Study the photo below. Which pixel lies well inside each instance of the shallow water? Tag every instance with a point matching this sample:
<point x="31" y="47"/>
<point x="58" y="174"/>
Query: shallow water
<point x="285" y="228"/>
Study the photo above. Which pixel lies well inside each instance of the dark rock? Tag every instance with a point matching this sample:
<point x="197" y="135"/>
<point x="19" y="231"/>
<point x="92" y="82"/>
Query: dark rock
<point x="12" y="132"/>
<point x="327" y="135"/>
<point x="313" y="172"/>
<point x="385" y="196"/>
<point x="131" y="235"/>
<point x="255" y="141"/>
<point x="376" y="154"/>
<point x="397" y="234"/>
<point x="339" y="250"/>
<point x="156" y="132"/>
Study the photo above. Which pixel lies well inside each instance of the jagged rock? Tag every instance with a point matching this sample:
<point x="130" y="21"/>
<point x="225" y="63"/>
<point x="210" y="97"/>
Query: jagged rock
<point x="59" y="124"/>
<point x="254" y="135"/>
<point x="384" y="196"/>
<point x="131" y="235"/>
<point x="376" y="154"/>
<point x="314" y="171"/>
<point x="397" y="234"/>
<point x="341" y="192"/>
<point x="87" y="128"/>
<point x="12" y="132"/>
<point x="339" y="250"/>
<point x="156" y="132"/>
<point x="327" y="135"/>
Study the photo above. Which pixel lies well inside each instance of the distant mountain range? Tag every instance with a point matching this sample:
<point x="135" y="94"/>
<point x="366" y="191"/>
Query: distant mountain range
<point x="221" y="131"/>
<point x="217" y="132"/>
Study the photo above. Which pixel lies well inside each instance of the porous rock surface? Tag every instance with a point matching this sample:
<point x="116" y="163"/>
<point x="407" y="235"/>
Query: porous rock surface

===============

» YOUR GOAL: Reproduce all of the material above word for word, without changing a single character.

» ANSWER TO THIS TASK:
Study the photo below. Which pixel lies well inside each instance of the shallow water? Tag every instance with a point matching this sample:
<point x="31" y="47"/>
<point x="58" y="174"/>
Query: shallow water
<point x="285" y="228"/>
Study the photo above. Which pixel lies well inside each instance of the dark rock? Tag every instance with a point matching this sample:
<point x="197" y="135"/>
<point x="19" y="231"/>
<point x="92" y="82"/>
Query: dark rock
<point x="12" y="132"/>
<point x="327" y="135"/>
<point x="313" y="172"/>
<point x="385" y="196"/>
<point x="131" y="235"/>
<point x="255" y="141"/>
<point x="376" y="154"/>
<point x="397" y="234"/>
<point x="339" y="250"/>
<point x="156" y="132"/>
Study the photo above. Which pixel lies well inside each instance of the jagged rock? Tag every instance with a point matching this sample:
<point x="130" y="21"/>
<point x="225" y="63"/>
<point x="210" y="97"/>
Query: jagged rock
<point x="59" y="124"/>
<point x="254" y="135"/>
<point x="384" y="196"/>
<point x="131" y="235"/>
<point x="376" y="154"/>
<point x="314" y="171"/>
<point x="397" y="234"/>
<point x="341" y="192"/>
<point x="87" y="128"/>
<point x="12" y="132"/>
<point x="339" y="250"/>
<point x="156" y="132"/>
<point x="327" y="135"/>
Study the photo above. Which pixel lies well inside each instance of the distant mountain range? Tag every instance with a point matching this sample:
<point x="135" y="94"/>
<point x="366" y="191"/>
Query: distant mountain range
<point x="221" y="131"/>
<point x="217" y="132"/>
Study the photo above. Which pixel lies well inside each instance of the porous rock surface? Tag every instance with a point matching this sample:
<point x="116" y="163"/>
<point x="407" y="235"/>
Query: porous rock surface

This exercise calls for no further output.